**WHAT THIS EXERCISE ASKS**
- a) Write out the part of the article on Vancouver's empty homes tax starting with "The City of" and going on through "to the tax.".
- b) Translate this sentence from the article on Vancouver's empty homes tax into Spanish: "Vacant residential land will also be subject to the tax."

━━━━━ PASSAGE SHOWN ━━━━━

Vancouver approves empty homes tax

Wednesday, November 23, 2016

The City of Vancouver has approved a program that will introduce a one per cent tax on empty homes, the first of its kind in Canada. Targeting as many as 22,000 empty or under-utilized homes in Vancouver, the Empty Homes Tax will apply to those properties that are neither an owner’s principal residence nor being rented on a long-term basis. Vacant residential land will also be subject to the tax.

“In Vancouver’s rental housing crisis, the city can’t afford to sit on the sidelines while more than 20,000 empty and underused homes hold back badly-needed longer-term rentals,” says Mayor Gregor Robertson.

“The Empty Homes Tax won’t solve the rental crisis, but it’s one piece of the puzzle to boosting rental supply and bringing relief to renters by turning thousands of empty and underused homes into rental properties. In this tough housing market, it’s unacceptable for so much housing to be treated as a commodity when people are desperate for an affordable, secure place to live.”

━━━━━ INFORMATION PROVIDED ━━━━━

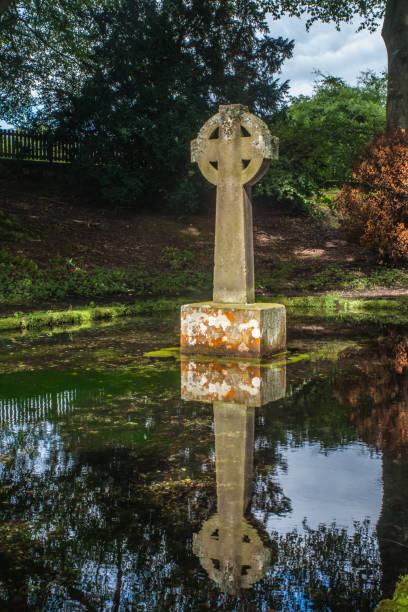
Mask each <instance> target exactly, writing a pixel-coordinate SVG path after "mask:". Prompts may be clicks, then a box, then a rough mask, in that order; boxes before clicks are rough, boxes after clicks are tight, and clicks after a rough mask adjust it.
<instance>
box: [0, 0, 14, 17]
mask: <svg viewBox="0 0 408 612" xmlns="http://www.w3.org/2000/svg"><path fill="white" fill-rule="evenodd" d="M11 2H12V0H0V17H1V16H2V15H3V13H5V12H6V11H7V9H8V7H9V6H10V4H11Z"/></svg>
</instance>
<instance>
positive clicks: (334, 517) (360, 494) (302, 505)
mask: <svg viewBox="0 0 408 612" xmlns="http://www.w3.org/2000/svg"><path fill="white" fill-rule="evenodd" d="M278 451H279V452H280V453H282V456H283V459H284V461H285V462H286V463H287V469H285V471H283V470H282V469H281V468H279V469H278V470H277V473H276V480H277V481H278V483H279V485H280V487H281V488H282V492H283V494H284V495H285V496H286V497H289V499H290V500H291V506H292V512H291V513H290V514H289V515H288V516H282V517H277V516H271V517H270V518H269V520H268V523H267V531H268V532H271V531H278V532H279V533H281V534H284V533H287V532H288V531H290V530H292V529H293V528H295V527H298V528H301V526H302V521H303V519H304V518H305V517H306V518H307V523H308V526H309V527H311V528H317V526H318V525H319V523H326V524H331V523H332V522H333V521H336V524H337V526H338V527H346V528H351V527H352V526H353V522H354V521H363V520H364V519H365V518H367V517H368V518H369V519H370V522H371V524H372V525H373V527H374V526H375V525H376V524H377V521H378V519H379V516H380V512H381V503H382V458H381V455H380V454H375V453H371V452H370V450H369V449H368V447H367V446H366V445H365V444H362V443H357V442H356V443H352V444H349V445H348V446H345V447H343V448H341V449H338V450H335V451H333V450H330V451H329V452H328V453H327V454H324V453H323V452H322V451H321V447H320V445H319V444H305V445H304V446H303V447H294V448H288V447H280V448H279V449H278Z"/></svg>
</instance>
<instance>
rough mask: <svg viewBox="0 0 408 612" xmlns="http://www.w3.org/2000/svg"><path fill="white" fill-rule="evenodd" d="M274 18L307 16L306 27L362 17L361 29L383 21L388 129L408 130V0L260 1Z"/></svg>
mask: <svg viewBox="0 0 408 612" xmlns="http://www.w3.org/2000/svg"><path fill="white" fill-rule="evenodd" d="M261 2H262V6H263V7H264V8H265V9H266V10H269V11H270V12H271V14H272V15H273V16H274V17H275V18H279V17H281V16H282V15H283V14H285V13H286V14H288V15H292V16H297V17H301V16H303V15H305V14H306V15H307V21H306V27H310V26H311V25H312V23H314V22H315V21H317V20H320V21H323V22H326V23H327V22H330V21H332V22H334V23H335V24H336V26H337V28H338V29H340V24H341V23H347V22H350V21H351V20H352V19H353V17H359V18H360V19H361V24H360V27H359V29H363V28H368V29H369V30H371V31H374V30H376V29H377V28H378V27H379V25H380V23H381V21H382V19H384V21H383V26H382V37H383V39H384V43H385V46H386V49H387V55H388V96H387V129H388V130H393V129H395V128H402V129H408V60H407V58H408V2H407V0H352V1H351V2H350V1H349V0H303V1H302V2H296V1H295V0H261Z"/></svg>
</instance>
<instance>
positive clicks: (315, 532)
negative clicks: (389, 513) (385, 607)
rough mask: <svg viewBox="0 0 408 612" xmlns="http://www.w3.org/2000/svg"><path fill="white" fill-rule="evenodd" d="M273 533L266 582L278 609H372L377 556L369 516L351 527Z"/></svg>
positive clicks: (374, 592)
mask: <svg viewBox="0 0 408 612" xmlns="http://www.w3.org/2000/svg"><path fill="white" fill-rule="evenodd" d="M303 527H304V531H300V532H298V531H297V530H293V531H291V532H289V533H287V534H286V535H284V536H278V534H276V537H277V538H278V550H279V558H278V562H277V564H276V569H275V571H274V573H273V576H271V577H270V579H269V580H270V584H271V586H272V585H273V588H274V590H275V589H276V598H275V599H274V605H275V606H276V608H277V609H279V610H306V609H311V610H333V611H339V612H340V611H341V612H343V611H344V610H361V611H363V610H367V611H368V610H373V609H374V606H375V604H376V603H377V602H378V599H379V597H380V590H379V578H380V575H381V571H380V560H379V556H378V549H377V545H376V537H375V534H374V532H373V529H372V526H371V525H370V523H369V521H366V522H364V523H355V524H354V532H351V533H350V532H348V531H347V530H345V529H342V528H340V527H338V526H337V525H336V524H335V523H333V524H331V525H319V527H318V528H317V529H311V528H310V527H308V525H307V524H306V523H304V525H303Z"/></svg>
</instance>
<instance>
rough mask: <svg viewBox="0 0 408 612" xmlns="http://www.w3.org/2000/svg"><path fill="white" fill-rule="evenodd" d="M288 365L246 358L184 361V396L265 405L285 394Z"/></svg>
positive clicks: (210, 402)
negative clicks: (286, 369)
mask: <svg viewBox="0 0 408 612" xmlns="http://www.w3.org/2000/svg"><path fill="white" fill-rule="evenodd" d="M285 393H286V366H285V365H280V366H279V367H274V366H273V365H272V364H261V363H253V362H245V361H241V360H240V361H232V362H221V361H220V360H218V361H208V360H205V361H200V360H199V359H197V358H195V359H194V358H185V359H182V361H181V398H182V399H183V400H185V401H199V402H208V403H213V402H217V401H221V402H234V403H237V404H245V405H246V406H263V405H264V404H269V403H270V402H274V401H276V400H278V399H281V398H282V397H284V396H285Z"/></svg>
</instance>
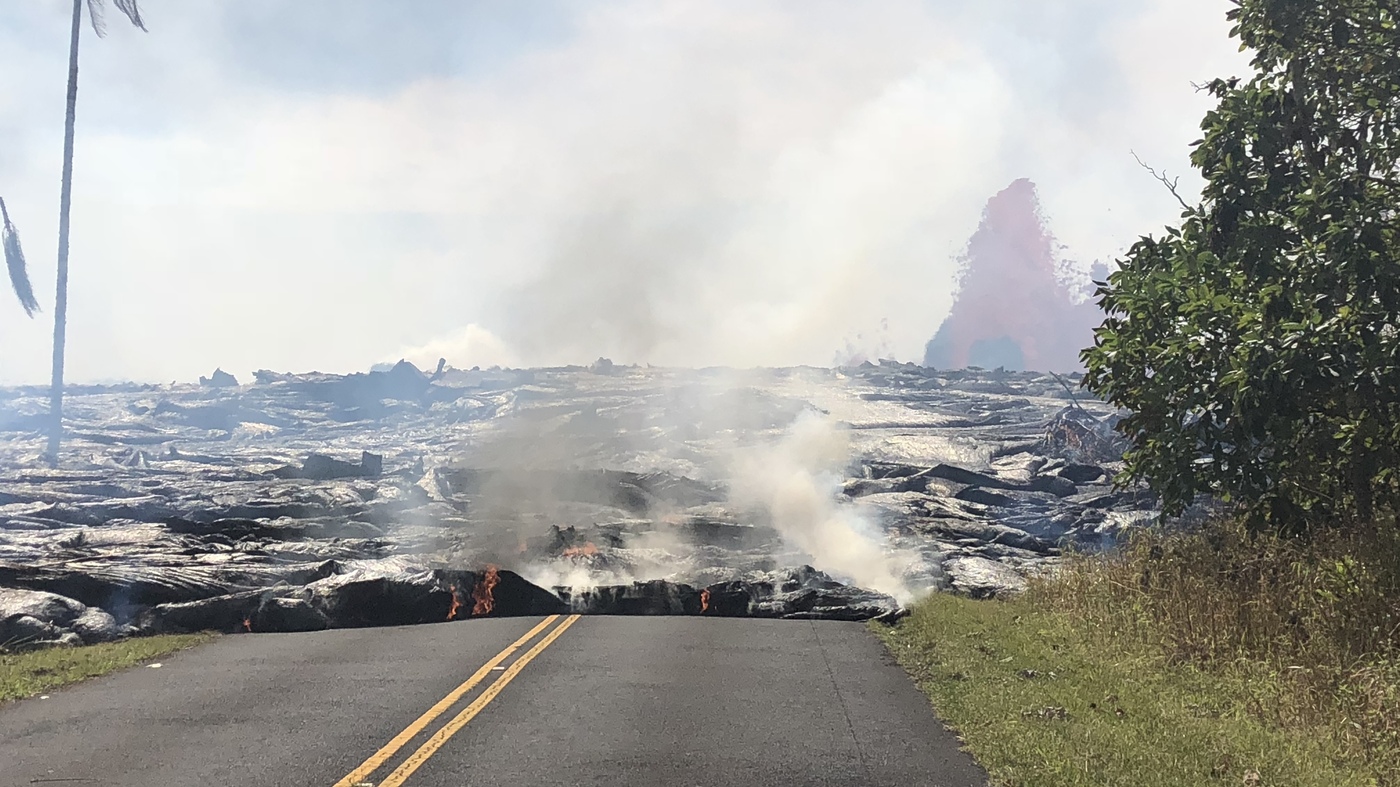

━━━━━

**EXERCISE SOLUTIONS**
- a)
The City of Vancouver has approved a program that will introduce a one per cent tax on empty homes, the first of its kind in Canada. Targeting as many as 22,000 empty or under-utilized homes in Vancouver, the Empty Homes Tax will apply to those properties that are neither an owner’s principal residence nor being rented on a long-term basis. Vacant residential land will also be subject to the tax.

- b) El terreno residencial desocupado también estará sujeto al impuesto.